## PROBLEM TO WORK ON
Starting at the line that contains "In the photo above, where can the sky", reproduce every line through the end of the entries below, with no pictures in the copy.

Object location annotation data
****

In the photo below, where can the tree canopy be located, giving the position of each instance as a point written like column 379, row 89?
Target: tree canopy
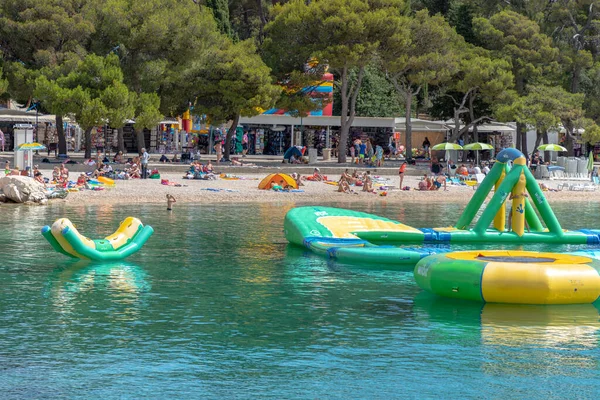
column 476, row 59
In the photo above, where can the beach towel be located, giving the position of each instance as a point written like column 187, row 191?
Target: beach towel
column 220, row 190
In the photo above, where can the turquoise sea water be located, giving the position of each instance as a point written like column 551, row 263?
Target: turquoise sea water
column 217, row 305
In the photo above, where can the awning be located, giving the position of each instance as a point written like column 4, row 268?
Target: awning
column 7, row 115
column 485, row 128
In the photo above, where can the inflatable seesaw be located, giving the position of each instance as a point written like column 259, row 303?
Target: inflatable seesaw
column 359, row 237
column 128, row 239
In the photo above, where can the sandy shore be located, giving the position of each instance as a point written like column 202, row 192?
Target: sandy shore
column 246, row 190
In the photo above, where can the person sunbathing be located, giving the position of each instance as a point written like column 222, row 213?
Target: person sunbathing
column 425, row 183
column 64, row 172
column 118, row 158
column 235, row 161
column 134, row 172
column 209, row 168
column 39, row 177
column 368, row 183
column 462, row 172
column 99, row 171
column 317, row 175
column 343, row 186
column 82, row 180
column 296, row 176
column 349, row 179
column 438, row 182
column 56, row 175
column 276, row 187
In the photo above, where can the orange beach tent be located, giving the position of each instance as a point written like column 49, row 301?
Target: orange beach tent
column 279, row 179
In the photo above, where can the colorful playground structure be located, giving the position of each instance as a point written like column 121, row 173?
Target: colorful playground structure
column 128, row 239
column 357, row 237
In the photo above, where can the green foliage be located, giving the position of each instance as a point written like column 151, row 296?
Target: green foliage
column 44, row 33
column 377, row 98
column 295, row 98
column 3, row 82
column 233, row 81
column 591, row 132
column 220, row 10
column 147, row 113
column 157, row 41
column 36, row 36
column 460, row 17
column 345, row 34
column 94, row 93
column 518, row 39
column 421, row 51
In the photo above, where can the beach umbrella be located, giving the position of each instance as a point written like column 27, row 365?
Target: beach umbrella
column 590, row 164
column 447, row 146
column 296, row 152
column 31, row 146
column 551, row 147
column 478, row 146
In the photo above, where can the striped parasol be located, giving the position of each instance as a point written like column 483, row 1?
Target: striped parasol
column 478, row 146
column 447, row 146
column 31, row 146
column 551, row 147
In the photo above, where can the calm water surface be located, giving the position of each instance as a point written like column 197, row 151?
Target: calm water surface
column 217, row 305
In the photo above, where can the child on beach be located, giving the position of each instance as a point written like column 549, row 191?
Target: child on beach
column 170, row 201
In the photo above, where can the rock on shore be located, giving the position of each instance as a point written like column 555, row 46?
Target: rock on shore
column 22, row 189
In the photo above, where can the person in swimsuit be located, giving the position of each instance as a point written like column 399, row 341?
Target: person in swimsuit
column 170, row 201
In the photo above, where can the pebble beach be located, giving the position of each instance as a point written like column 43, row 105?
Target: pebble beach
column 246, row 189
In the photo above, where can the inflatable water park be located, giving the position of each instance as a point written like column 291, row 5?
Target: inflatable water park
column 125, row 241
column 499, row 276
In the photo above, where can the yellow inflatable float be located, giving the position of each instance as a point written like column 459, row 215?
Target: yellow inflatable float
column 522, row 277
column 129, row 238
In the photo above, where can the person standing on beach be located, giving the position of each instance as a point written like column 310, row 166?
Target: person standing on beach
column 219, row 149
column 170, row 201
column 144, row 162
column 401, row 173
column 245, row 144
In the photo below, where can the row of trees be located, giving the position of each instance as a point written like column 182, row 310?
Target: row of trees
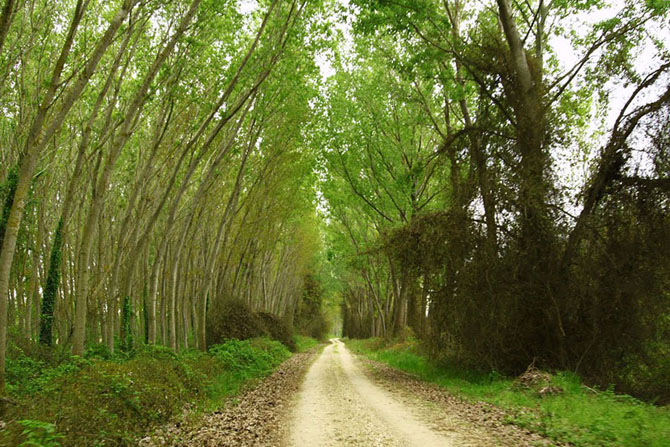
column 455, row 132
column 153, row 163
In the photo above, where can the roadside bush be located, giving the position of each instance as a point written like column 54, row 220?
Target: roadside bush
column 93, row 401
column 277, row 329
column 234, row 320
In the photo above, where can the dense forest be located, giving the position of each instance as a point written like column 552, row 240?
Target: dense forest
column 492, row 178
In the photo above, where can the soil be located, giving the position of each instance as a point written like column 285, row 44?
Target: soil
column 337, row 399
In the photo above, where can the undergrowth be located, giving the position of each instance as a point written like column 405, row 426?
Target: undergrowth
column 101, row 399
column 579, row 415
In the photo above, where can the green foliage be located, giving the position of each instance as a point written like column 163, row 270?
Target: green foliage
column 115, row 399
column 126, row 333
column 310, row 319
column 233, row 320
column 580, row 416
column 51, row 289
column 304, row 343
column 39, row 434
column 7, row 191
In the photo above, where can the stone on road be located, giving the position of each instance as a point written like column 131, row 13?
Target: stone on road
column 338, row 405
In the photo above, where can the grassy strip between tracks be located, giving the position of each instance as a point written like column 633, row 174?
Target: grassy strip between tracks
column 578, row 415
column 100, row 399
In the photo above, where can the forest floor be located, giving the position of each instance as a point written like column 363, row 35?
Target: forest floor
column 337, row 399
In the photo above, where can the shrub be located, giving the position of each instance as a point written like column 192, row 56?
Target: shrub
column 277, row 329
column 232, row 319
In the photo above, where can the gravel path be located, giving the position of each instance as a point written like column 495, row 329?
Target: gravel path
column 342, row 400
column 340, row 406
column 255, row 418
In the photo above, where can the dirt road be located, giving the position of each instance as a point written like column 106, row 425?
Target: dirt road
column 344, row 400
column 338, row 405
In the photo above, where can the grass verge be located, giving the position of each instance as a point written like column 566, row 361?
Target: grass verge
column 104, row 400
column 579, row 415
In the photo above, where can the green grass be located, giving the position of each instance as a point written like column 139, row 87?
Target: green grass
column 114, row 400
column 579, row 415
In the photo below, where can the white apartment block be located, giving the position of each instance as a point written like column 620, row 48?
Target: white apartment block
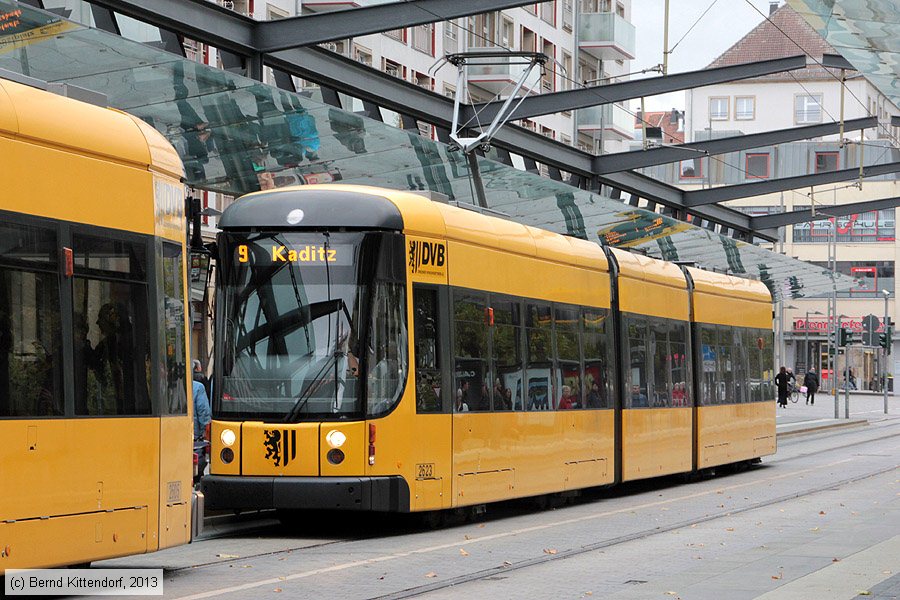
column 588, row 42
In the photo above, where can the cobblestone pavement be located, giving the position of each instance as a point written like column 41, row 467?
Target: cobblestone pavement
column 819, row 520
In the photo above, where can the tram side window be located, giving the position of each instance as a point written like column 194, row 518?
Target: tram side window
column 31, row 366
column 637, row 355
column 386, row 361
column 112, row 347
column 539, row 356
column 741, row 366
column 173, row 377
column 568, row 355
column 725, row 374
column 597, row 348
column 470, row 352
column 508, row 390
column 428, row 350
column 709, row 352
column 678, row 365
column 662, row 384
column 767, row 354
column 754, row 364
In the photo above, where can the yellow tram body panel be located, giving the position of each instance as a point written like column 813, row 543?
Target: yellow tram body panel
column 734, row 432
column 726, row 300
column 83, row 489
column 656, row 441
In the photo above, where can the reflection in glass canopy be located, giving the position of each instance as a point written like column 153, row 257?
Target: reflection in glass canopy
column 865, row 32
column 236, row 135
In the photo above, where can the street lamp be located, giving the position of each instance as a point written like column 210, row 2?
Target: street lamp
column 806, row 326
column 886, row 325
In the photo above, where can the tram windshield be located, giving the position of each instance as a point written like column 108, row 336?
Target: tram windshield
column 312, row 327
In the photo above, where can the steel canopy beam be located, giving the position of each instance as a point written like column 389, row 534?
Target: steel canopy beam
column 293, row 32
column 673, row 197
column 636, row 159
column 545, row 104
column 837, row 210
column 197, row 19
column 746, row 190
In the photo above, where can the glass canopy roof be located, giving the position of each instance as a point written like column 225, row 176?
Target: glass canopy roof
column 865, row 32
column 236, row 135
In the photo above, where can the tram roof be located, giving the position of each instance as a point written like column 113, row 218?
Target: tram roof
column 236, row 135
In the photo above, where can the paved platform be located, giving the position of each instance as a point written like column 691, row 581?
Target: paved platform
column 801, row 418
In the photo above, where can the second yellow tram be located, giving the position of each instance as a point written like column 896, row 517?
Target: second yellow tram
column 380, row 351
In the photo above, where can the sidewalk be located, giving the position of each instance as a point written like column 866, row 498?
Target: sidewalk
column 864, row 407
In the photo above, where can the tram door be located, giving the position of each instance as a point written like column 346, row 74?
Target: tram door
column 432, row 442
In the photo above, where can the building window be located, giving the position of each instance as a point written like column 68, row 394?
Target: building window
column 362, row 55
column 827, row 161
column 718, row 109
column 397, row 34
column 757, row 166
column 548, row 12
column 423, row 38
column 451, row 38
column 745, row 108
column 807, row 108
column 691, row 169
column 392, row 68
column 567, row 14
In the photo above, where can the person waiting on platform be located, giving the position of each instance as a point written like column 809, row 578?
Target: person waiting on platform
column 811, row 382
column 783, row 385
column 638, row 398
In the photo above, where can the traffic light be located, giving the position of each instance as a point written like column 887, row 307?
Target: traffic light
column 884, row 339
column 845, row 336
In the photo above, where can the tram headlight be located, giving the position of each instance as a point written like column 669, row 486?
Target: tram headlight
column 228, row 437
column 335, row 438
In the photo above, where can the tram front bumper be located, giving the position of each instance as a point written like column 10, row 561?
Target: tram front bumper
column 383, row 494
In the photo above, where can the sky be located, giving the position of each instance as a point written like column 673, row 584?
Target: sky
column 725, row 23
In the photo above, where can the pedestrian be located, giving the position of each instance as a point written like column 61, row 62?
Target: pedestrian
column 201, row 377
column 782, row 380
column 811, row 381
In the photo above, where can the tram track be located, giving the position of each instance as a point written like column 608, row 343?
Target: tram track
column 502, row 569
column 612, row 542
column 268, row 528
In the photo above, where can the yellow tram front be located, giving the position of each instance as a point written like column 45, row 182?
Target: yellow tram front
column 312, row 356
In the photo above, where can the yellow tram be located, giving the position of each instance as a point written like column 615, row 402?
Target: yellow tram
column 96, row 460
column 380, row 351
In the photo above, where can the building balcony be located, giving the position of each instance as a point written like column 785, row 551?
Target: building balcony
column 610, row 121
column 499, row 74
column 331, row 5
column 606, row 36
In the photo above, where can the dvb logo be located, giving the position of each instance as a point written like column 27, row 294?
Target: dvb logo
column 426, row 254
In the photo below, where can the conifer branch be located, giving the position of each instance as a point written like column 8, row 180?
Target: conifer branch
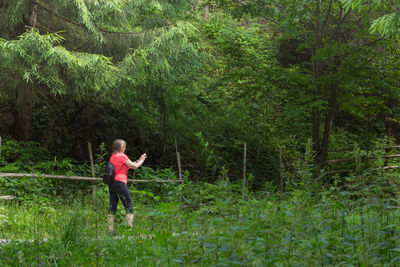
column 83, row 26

****

## ANSWER TO THIS PROBLEM
In the photo above, where can the sky be located, giving the position of each instance as a point written like column 673, row 584?
Target: sky
column 725, row 23
In the photo above, where can the pedestrian be located, giving the position of each instance as a point written like column 61, row 62?
Target: pedestrian
column 201, row 377
column 782, row 380
column 811, row 381
In the photo above, where can the tram track be located, giving the position of each instance as a point written like column 608, row 343?
Target: tram track
column 502, row 569
column 612, row 542
column 268, row 528
In the photo above, where can the yellow tram front be located, giving the position of each instance as a point written like column 45, row 182?
Target: yellow tram front
column 312, row 356
In the photo above, where can the yellow tram be located, giving the position of each instance as a point written like column 615, row 402?
Target: yellow tram
column 96, row 460
column 380, row 351
In the photo above, where can the building balcony be located, giving the position of each instance as a point written like column 785, row 551?
Target: building balcony
column 610, row 121
column 499, row 74
column 331, row 5
column 606, row 36
In the photo above, where can the dvb logo be located, giving the position of each instance as a point written like column 27, row 294?
Target: dvb logo
column 426, row 254
In the photo below, where can the conifer branch be located, giving the position of each instance as a point written like column 8, row 180?
Target: conifer branch
column 83, row 26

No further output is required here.